The task: Give the entries again, word for word.

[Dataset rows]
--- Begin ---

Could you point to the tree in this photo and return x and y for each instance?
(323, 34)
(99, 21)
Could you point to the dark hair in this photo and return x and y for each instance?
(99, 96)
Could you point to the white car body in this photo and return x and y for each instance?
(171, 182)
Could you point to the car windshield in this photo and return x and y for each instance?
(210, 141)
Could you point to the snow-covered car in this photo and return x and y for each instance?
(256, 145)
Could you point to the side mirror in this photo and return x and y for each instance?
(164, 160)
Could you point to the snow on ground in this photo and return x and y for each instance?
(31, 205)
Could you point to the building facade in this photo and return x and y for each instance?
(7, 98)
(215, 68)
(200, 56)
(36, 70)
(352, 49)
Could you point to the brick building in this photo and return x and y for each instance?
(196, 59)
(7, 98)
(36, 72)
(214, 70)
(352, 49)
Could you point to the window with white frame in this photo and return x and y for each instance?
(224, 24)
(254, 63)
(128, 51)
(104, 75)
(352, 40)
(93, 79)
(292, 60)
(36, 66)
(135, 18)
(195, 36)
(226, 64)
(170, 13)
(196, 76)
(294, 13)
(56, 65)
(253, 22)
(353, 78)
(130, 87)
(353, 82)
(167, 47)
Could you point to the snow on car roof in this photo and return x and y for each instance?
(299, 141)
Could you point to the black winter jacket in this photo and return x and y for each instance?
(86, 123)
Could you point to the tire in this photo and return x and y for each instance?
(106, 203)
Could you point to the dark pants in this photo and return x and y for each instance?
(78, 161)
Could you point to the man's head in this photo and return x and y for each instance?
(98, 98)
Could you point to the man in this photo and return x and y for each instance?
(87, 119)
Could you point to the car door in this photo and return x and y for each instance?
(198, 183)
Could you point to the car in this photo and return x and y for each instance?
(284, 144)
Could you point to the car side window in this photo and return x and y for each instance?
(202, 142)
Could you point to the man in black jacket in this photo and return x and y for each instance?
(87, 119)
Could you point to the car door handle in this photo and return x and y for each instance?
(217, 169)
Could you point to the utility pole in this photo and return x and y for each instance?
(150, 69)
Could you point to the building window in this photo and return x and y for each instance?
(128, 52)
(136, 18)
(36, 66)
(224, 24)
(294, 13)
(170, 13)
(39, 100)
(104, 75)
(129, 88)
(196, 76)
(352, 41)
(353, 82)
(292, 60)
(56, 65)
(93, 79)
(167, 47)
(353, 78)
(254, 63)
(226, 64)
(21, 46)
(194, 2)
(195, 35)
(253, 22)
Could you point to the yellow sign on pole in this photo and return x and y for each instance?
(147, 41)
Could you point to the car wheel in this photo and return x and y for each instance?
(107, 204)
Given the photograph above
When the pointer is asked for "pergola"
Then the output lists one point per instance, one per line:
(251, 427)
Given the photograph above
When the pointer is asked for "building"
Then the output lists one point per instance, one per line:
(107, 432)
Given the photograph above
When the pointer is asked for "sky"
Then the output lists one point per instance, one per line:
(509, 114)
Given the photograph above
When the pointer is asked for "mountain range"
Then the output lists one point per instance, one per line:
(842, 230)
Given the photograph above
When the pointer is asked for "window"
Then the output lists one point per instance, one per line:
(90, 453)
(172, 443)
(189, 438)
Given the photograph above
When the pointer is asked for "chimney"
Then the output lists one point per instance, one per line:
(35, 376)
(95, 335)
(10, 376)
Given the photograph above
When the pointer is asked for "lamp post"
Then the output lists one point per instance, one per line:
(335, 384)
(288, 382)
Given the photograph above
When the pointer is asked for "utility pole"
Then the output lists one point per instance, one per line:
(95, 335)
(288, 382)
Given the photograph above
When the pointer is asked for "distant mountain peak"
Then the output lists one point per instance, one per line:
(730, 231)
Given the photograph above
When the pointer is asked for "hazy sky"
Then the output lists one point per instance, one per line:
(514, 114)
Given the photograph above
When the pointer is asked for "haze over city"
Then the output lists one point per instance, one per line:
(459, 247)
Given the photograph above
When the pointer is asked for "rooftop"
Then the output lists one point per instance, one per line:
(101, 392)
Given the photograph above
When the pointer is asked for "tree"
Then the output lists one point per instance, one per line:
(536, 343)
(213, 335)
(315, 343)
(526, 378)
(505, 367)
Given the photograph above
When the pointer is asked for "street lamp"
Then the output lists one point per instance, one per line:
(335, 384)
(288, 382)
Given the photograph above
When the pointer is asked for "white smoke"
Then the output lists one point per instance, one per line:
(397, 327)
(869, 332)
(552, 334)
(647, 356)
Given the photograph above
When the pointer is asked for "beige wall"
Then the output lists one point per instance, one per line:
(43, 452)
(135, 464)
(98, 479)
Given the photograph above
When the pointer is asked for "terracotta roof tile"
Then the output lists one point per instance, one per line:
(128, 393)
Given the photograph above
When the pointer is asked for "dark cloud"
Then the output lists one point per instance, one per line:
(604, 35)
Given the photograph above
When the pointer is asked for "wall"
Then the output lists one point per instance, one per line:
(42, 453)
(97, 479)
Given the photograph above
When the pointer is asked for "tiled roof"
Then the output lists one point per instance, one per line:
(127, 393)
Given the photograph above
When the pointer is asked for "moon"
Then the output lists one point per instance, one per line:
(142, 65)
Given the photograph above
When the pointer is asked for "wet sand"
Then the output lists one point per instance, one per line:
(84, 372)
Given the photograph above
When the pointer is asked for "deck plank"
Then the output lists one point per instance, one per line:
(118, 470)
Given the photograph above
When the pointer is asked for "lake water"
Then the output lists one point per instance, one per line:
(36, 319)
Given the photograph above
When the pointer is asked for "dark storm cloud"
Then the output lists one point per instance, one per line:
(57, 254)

--- End ---

Response:
Could you point to the tree in this photo and return x and y for each instance?
(323, 34)
(99, 21)
Could you point to the dark hair in this photo and return x and y for each instance?
(99, 96)
Could you point to the white car body in this photo and return x and y for each instance?
(171, 182)
Could you point to the car windshield in this photo and return x and y for each instance?
(210, 141)
Could you point to the snow-covered car in this photo and return x and y for each instance?
(256, 145)
Could you point to the side mirror in this photo and return x and y for each instance?
(164, 160)
Could you point to the snow on ground in this photo and return x and y for each instance?
(31, 205)
Could you point to the building facade in this photo and return x and y for each instance?
(7, 98)
(215, 68)
(200, 56)
(36, 70)
(352, 49)
Could you point to the brick building in this photo and return x and y for each instance?
(196, 59)
(7, 98)
(36, 72)
(214, 70)
(352, 49)
Could you point to the window with white frame in this photo and return x and y for each instance?
(224, 24)
(254, 63)
(128, 51)
(104, 75)
(352, 40)
(93, 79)
(292, 60)
(36, 66)
(135, 18)
(195, 36)
(226, 64)
(170, 13)
(196, 76)
(294, 13)
(56, 65)
(253, 22)
(353, 78)
(130, 87)
(353, 82)
(167, 47)
Could you point to the snow on car roof in this photo and return x and y for each instance?
(299, 141)
Could you point to the black winter jacket in this photo and return x and y for each instance?
(86, 123)
Could you point to the tire in this photo and return x and y for each instance?
(106, 203)
Could you point to the dark pants in this photo and return x and y for each instance?
(78, 161)
Could you point to the man's head in this photo and return x and y for each instance?
(98, 98)
Could you point to the man in this photo and return x and y for each instance?
(87, 119)
Could you point to the car door in this photo and return x and y for each instance?
(198, 183)
Could you point to the car in this photo and return x and y for each instance?
(284, 144)
Could you point to the car side window in this photo and return x and y for each instance?
(202, 142)
Could you point to the man in black jacket in this photo and return x and y for each instance?
(87, 119)
Could you point to the car door handle in this photo and return x and y for each instance?
(217, 169)
Could you point to the utility pole in this photo and return x and y for each instance?
(150, 69)
Could you point to the building window in this photo and return x and y for each instance?
(128, 52)
(136, 18)
(36, 66)
(224, 24)
(294, 13)
(170, 13)
(39, 100)
(104, 75)
(129, 88)
(196, 76)
(352, 41)
(353, 82)
(292, 60)
(56, 65)
(93, 79)
(167, 47)
(353, 78)
(254, 63)
(226, 64)
(21, 46)
(194, 2)
(195, 35)
(253, 22)
Could you point to the yellow sign on pole in this photo and return x and y for each instance?
(147, 41)
Could you point to the car wheel in this photo and return x and y for each instance?
(107, 204)
Given the photograph above
When the pointer is asked for "pergola"
Then the output lists one point per instance, one per line:
(251, 427)
Given the photograph above
When the pointer is asked for "building"
Then the output lists one point per instance, one per line:
(107, 432)
Given the photograph above
When the pointer is asked for "sky"
Then the output lists one point per instance, one per line:
(509, 114)
Given the photograph above
When the pointer is asked for "mountain range"
Then the output lists one point per instance, one per line:
(842, 230)
Given the photograph above
When the pointer is asked for "window"
Then the output lists one point per instance, one per line:
(90, 453)
(172, 443)
(189, 438)
Given the photograph above
When the pointer is asked for "chimney"
Then the output lists one point per instance, one per line:
(35, 376)
(95, 335)
(10, 376)
Given the photograph above
When the pointer is asked for "lamp post"
Then the output lists one point per instance, one per line:
(335, 384)
(288, 382)
Given the photograph above
When the pointer is asked for "utility pole"
Then the output lists one point per instance, one per line:
(95, 335)
(288, 382)
Given the photograph above
When the pointer is asked for "distant mountain peak"
Then the output lists one point per instance, one per line:
(730, 231)
Given the photograph above
When the pointer is asked for "hazy sky"
Then the output lists one point per instance, one per line:
(514, 114)
Given the photograph above
When the pointer is asked for "haze over city"
Then the output lists one point per instance, one per line:
(459, 247)
Given the photograph above
When the pointer is asked for "rooftop"
Then the output lists one point per instance, one per line:
(101, 392)
Given the photograph above
When the pointer is asked for "tree"
Then the output lists one point per instance, one per line:
(536, 343)
(213, 335)
(315, 343)
(526, 378)
(505, 367)
Given the photograph above
When the pointer is asked for "street lamp"
Then the output lists one point per instance, one per line:
(335, 384)
(288, 382)
Given the photograph above
When the pointer is asked for "white smoke"
Then the output lists one point per instance, one per line:
(397, 327)
(869, 332)
(552, 334)
(647, 356)
Given the photograph above
When the pointer is asked for "beige wall"
Then the output lists one point per instance, one per line:
(43, 452)
(135, 464)
(98, 479)
Given the photograph above
When the pointer is asked for "terracotta roof tile"
Then the output lists one point per instance, one per line:
(128, 393)
Given the photograph above
When the pointer is asked for "dark cloud"
Then the output lists one point per instance, one per line:
(604, 35)
Given the photograph above
When the pointer is asked for "wall"
Then the output lists one point per instance, one per line:
(42, 453)
(97, 479)
Given the photograph above
When the pointer is asked for "tiled roof"
Then the output lists one point per instance, one per line:
(127, 393)
Given the photograph above
When the pointer is asked for "moon"
Then the output lists one point per instance, one per line:
(142, 65)
Given the photograph above
When the pointer is asked for "wet sand"
Then the output lists one point per instance, one per line:
(84, 372)
Given the photograph above
When the pointer is asked for "deck plank"
Then the output lists one point per instance, one per line:
(118, 470)
Given the photograph above
When the pointer is asked for "lake water"
Then the output lists one point per instance, one per line:
(36, 319)
Given the photograph above
When the pointer is asked for "dark storm cloud"
Then the output lists one point per instance, one per line:
(57, 254)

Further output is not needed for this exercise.